═════ Supplied material ═════

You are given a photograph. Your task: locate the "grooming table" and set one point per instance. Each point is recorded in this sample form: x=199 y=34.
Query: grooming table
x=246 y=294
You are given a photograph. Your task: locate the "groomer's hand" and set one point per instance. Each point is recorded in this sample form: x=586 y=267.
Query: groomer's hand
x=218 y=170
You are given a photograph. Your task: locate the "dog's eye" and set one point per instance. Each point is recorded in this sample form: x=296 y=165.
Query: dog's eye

═════

* _Task prompt_: Set down each of the entries above again, word for word and line by line, with nothing changed.

* _Exercise answer_:
You are given a photograph. Your task: locate the "grooming table" and set one point per instance. Each point is recorded in this sample form: x=199 y=34.
Query: grooming table
x=246 y=294
You are given a photograph. Your task: locate the "groomer's hand" and set one point per instance. Each point is recorded in this sample form: x=586 y=267.
Query: groomer's hand
x=218 y=170
You are given a photograph. Your task: locate the "dog's eye" and set one point per instance. Each point is recorded in this sample form: x=296 y=165.
Query: dog's eye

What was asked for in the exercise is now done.